System Performance: Multi-Tasking

One of the key drivers of advancements in computing systems is multi-tasking. On mobile devices, this is quite lightweight - cases such as background email checks while the user is playing a mobile game are quite common. Towards optimizing user experience in those types of scenarios, mobile SoC manufacturers started integrating heterogeneous CPU cores - some with high performance for demanding workloads, while others were frugal in terms of both power consumption / die area and performance. This trend is now slowly making its way into the desktop PC space.

Multi-tasking in typical PC usage is much more demanding compared to phones and tablets. Desktop OSes allow users to launch and utilize a large number of demanding programs simultaneously. Responsiveness is dictated largely by the OS scheduler allowing different tasks to move to the background. Intel's Alder Lake processors work closely with the Windows 11 thread scheduler to optimize performance in these cases. Keeping these aspects in mind, the evaluation of multi-tasking performance is an interesting subject to tackle.

======

SET OF TASKS:
a) Copy the multi-tasking passage starting with "Multi-tasking in typical" and going on through "subject to tackle.", renaming "Responsiveness" to "Interactivity".
b) Extend the multi-tasking passage beyond its final sentence.
The items after the multi-tasking passage are not needed.

DATASET EXCERPTS:
======

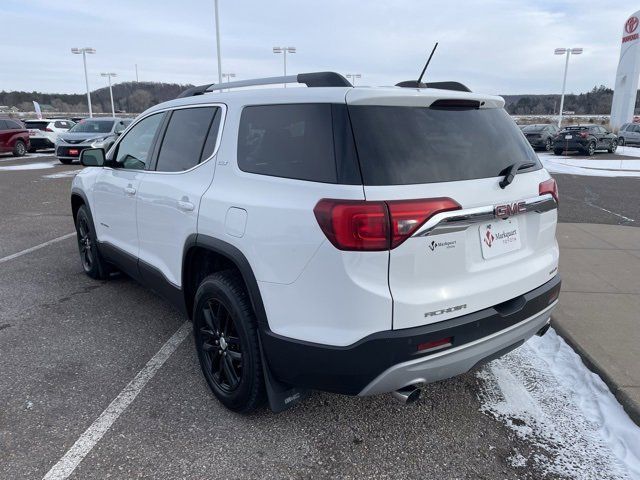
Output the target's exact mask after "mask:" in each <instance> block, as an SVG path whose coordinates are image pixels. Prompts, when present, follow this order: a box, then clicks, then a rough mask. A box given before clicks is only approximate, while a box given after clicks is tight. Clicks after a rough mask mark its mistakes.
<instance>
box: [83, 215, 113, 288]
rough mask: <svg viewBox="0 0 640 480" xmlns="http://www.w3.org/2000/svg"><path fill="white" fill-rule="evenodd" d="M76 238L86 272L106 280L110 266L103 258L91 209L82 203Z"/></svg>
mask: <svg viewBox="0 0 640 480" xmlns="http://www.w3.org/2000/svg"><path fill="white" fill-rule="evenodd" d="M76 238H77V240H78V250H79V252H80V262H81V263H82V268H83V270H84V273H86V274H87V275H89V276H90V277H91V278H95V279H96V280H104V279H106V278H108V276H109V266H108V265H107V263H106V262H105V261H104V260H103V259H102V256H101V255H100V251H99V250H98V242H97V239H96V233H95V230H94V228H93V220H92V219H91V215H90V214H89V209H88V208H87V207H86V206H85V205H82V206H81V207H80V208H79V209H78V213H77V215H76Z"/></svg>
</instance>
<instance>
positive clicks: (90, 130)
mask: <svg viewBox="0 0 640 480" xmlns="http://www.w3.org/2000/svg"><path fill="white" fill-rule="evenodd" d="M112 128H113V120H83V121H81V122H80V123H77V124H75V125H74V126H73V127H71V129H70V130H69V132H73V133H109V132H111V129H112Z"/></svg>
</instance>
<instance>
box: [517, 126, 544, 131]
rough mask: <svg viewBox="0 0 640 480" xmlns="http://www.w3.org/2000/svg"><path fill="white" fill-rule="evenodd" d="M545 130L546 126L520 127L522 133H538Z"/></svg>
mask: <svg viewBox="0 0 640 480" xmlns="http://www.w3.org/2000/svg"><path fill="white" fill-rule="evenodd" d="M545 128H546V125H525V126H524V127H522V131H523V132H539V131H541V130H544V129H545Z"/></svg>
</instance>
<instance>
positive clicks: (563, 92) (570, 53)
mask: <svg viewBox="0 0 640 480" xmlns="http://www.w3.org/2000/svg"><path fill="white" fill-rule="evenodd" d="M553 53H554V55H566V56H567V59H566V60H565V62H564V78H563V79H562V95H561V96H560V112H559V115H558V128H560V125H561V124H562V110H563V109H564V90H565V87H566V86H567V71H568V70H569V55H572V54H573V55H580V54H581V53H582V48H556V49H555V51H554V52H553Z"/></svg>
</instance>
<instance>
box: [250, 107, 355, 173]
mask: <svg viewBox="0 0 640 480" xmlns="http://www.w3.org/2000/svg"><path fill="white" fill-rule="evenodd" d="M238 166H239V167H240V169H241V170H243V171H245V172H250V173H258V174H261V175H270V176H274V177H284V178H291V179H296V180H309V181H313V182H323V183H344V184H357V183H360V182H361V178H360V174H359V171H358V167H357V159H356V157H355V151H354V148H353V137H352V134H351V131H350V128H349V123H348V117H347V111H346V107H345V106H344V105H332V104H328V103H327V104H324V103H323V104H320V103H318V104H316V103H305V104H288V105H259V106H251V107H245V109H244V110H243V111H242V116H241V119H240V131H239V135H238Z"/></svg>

======

ANSWERS PROVIDED:
a)
Multi-tasking in typical PC usage is much more demanding compared to phones and tablets. Desktop OSes allow users to launch and utilize a large number of demanding programs simultaneously. Interactivity is dictated largely by the OS scheduler allowing different tasks to move to the background. Intel's Alder Lake processors work closely with the Windows 11 thread scheduler to optimize performance in these cases. Keeping these aspects in mind, the evaluation of multi-tasking performance is an interesting subject to tackle.

b)
We have augmented our systems benchmarking suite to quantitatively analyze the multi-tasking performance of various platforms. The evaluation involves triggering a VLC transcoding task to transform 1716 3840x1714 frames encoded as a 24fps AVC video (Blender Project's 'Tears of Steel' 4K version) into a 1080p HEVC version in a loop. VLC internally uses the x265 encoder, and the settings are configured to allow the CPU usage to be saturated across all cores. The transcoding rate is monitored continuously. One complete transcoding pass is allowed to complete before starting the first multi-tasking workload - the PCMark 10 Extended bench suite. A comparative view of the PCMark 10 scores for various scenarios is presented in the graphs below. Also available for concurrent viewing are scores in the normal case where the benchmark was processed without any concurrent load, and a graph presenting the loss in performance.

UL PCMark 10 Load Testing - Digital Content Creation Scores

UL PCMark 10 Load Testing - Productivity Scores

UL PCMark 10 Load Testing - Essentials Scores

UL PCMark 10 Load Testing - Gaming Scores

UL PCMark 10 Load Testing - Overall Scores

The MiniAir 11 turns out to be the best at handing the concurrent transcoding load - the loss in performance for various workloads is minimal, and allow it to slot in just behind the Atlas Canyon NUC across the board.

Following the completion of the PCMark 10 benchmark, a short delay is introduced prior to the processing of Principled Technologies WebXPRT4 on MS Edge. Similar to the PCMark 10 results presentation, the graph below show the scores recorded with the transcoding load active. Available for comparison are the dedicated CPU power scores and a measure of the performance loss.

Principled Technologies WebXPRT4 Load Testing Scores (MS Edge)

Addition of the transcoding load overwhelms the ECS JSLM-MINI - this causes it to slip well below the MiniAir 11 in the WebXPRT 4 workload. The MiniAir 11 moves up one spot to slot in behind the Atlas Canyon NUC.

The final workload tested as part of the multitasking evaluation routine is CINEBENCH R23.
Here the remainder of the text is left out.